◆ **Problems and tasks**:
A) Quote the article on FIFA World Cup pitches word for word, between "Brynjarsson had worked" and "much better there.", inclusive.
B) Answer these questions using the article on FIFA World Cup pitches:
(i) Which three people make up the company Graspro?
(ii) Until what year has FIFA trusted Graspro to monitor the condition of tournament venues?
(iii) Which English organization did Graspro collaborate with before working with FIFA?
C) According to the article on FIFA World Cup pitches, why do fields in the English league rarely become muddy today?

◆ **Extract to read**:
===

The secret behind FIFA World Cup pitches
FIFA has entrusted the quality of the pitches for its main tournaments to a small Icelandic company. A few years ago Graspro took the initiative and designed a system to monitor the condition of football pitches. The project quickly took off and now the company is in collaboration with the International Football Association. The CEO says he foresees increased automation in the future.
Although the company Graspro only consists of Einar Friðrik Brynjarsson, Borgar Erlendsson and Kjartan Eiríksson, FIFA has trusted it to monitor the condition of the venues at tournaments, including major tournaments, until 2022. The system has already been used at the Women’s World Cup in France, the World Club Championships in Qatar and the Junior World Championships.
Brynjarsson had worked as a consultant in Iceland for a few years and when he concluded that he needed some kind of technical solution to have an overview. After a trip to the UK, they realized that the pitch management was not much better there.
“You can now see how monitoring of the condition of the field has changed completely in the past 15 years,” says Kjartan Eiríksson. “At that time, the fields in the English league often became muddy as the season went on. We rarely see this today because now the teams have started to apply new methods and technologies.”
Graspro was somewhat ahead of its time in the development of the system and was formed, for example, in collaboration with the FA, the English Football Association, and later FIFA. But FIFA sets very strict requirements for the condition of the pitches competed and practiced at international tournaments, and provides both the resources and the manpower to keep the pitches in order.

===

◆ **Information supplied**:
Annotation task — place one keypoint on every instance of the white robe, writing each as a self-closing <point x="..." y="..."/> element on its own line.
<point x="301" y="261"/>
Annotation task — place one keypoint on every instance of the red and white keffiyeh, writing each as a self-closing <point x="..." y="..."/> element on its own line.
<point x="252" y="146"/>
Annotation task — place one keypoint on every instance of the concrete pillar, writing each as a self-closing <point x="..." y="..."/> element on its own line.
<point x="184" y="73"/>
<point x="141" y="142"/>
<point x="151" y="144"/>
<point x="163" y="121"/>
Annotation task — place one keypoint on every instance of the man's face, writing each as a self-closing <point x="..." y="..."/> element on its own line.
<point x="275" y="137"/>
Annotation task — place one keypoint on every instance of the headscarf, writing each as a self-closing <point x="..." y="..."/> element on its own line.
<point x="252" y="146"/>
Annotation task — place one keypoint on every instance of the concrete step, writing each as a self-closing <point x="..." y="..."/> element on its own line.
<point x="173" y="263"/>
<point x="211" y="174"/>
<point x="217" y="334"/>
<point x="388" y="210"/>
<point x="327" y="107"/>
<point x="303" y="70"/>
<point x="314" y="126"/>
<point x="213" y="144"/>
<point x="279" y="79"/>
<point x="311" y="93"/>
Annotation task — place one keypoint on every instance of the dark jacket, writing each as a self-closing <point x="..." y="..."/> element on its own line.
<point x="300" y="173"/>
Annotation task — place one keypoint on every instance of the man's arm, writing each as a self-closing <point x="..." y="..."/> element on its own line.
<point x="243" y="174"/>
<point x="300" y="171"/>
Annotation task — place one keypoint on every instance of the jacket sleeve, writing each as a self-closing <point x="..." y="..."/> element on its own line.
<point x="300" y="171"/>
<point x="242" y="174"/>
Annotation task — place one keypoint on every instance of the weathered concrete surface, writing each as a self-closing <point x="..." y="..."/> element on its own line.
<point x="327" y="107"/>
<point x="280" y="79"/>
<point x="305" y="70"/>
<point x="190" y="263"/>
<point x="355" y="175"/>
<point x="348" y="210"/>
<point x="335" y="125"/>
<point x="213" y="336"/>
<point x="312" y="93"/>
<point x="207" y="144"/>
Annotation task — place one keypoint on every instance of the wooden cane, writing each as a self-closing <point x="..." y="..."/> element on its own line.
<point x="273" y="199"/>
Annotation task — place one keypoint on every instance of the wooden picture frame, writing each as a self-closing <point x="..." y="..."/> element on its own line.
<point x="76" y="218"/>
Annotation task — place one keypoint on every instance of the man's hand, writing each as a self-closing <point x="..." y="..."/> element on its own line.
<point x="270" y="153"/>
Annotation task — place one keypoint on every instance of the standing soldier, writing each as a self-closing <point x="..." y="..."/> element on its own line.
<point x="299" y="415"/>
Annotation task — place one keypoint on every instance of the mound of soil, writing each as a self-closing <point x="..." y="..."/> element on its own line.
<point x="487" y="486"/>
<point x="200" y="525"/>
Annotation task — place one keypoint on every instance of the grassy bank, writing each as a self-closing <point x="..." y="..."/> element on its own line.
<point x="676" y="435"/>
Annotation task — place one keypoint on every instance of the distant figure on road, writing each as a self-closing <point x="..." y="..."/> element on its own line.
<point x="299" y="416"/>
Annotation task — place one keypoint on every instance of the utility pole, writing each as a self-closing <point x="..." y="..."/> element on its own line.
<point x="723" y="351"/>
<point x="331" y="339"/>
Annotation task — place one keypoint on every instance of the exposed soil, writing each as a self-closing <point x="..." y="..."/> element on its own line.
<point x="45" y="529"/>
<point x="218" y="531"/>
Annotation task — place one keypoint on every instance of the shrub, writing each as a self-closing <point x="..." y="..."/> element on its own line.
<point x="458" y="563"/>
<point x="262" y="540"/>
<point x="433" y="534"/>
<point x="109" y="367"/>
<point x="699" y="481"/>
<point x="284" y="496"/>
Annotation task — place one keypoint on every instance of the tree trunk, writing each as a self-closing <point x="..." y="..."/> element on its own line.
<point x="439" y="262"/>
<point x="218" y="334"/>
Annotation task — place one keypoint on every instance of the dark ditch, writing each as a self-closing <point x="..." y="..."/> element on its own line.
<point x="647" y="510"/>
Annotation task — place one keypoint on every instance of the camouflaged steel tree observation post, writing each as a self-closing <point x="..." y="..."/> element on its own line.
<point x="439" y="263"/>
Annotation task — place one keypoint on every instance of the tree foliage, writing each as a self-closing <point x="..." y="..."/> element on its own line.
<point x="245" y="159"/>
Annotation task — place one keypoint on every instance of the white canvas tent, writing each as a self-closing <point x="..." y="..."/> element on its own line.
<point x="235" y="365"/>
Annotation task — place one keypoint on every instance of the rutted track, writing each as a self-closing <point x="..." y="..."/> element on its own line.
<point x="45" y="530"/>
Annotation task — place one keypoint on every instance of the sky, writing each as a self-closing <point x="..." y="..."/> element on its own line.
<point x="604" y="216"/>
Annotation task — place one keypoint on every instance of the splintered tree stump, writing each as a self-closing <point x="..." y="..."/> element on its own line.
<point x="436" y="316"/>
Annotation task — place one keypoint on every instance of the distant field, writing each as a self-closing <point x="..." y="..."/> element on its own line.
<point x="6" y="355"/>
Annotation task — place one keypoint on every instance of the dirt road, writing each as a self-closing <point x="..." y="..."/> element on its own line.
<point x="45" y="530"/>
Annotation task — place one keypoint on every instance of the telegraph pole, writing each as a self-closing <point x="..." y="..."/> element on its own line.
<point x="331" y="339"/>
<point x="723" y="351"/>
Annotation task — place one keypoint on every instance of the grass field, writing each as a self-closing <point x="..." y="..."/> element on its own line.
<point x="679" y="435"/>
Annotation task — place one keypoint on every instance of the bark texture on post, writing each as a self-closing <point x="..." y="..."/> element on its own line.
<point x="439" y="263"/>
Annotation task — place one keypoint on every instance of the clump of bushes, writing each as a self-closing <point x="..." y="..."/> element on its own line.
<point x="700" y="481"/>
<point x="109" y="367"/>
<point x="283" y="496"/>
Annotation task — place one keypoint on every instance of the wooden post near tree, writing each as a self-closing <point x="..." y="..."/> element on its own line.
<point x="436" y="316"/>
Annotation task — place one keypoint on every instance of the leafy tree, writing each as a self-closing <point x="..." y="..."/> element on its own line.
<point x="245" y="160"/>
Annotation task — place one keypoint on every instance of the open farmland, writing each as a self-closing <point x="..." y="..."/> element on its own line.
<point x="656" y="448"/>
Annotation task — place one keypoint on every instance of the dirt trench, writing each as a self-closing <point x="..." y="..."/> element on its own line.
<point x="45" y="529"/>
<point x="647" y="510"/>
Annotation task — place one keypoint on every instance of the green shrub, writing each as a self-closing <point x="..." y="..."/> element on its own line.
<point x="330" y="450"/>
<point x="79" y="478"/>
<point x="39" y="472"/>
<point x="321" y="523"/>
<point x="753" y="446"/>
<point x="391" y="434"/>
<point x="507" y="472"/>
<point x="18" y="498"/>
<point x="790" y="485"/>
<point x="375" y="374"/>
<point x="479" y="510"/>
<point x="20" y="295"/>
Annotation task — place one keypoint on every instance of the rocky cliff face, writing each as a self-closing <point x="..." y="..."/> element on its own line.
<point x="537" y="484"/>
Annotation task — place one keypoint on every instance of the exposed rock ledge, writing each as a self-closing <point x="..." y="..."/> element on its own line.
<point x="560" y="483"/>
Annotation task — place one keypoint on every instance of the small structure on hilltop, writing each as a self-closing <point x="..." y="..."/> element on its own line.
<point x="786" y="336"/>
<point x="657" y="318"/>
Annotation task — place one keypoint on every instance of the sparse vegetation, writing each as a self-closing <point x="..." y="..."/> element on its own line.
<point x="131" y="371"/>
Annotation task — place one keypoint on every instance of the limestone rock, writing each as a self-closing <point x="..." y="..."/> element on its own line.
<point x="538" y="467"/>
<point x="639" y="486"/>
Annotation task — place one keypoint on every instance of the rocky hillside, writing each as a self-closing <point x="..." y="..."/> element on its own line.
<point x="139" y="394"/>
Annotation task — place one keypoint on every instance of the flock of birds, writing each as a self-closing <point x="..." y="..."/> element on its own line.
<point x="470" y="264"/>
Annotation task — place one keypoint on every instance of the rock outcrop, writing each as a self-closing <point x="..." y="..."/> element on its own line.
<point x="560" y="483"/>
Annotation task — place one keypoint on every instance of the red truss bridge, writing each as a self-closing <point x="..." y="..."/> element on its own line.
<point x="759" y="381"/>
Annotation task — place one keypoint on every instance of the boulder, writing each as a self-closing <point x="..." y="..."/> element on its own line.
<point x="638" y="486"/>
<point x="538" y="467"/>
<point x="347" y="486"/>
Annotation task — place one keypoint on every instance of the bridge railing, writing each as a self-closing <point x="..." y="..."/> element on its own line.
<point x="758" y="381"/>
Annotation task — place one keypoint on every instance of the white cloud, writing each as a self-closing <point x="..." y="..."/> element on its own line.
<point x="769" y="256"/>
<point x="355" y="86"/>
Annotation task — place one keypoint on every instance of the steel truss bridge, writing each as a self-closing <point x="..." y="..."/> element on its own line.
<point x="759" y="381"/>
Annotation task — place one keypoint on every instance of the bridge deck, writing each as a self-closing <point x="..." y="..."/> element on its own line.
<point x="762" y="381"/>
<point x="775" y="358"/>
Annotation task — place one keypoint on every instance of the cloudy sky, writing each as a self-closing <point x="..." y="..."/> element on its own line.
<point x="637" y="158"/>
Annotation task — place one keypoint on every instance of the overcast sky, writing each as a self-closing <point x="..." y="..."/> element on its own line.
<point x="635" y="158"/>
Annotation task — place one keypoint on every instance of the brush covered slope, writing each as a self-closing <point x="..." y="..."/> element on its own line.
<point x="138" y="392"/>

===

◆ **Solutions per task**:
A)
Brynjarsson had worked as a consultant in Iceland for a few years and when he concluded that he needed some kind of technical solution to have an overview. After a trip to the UK, they realized that the pitch management was not much better there.

B)
(i) Einar Friðrik Brynjarsson, Borgar Erlendsson and Kjartan Eiríksson.
(ii) 2022.
(iii) The FA, the English Football Association.

C) Teams have started to apply new methods and technologies. Before that, about 15 years ago, the fields often became muddy as the season went on.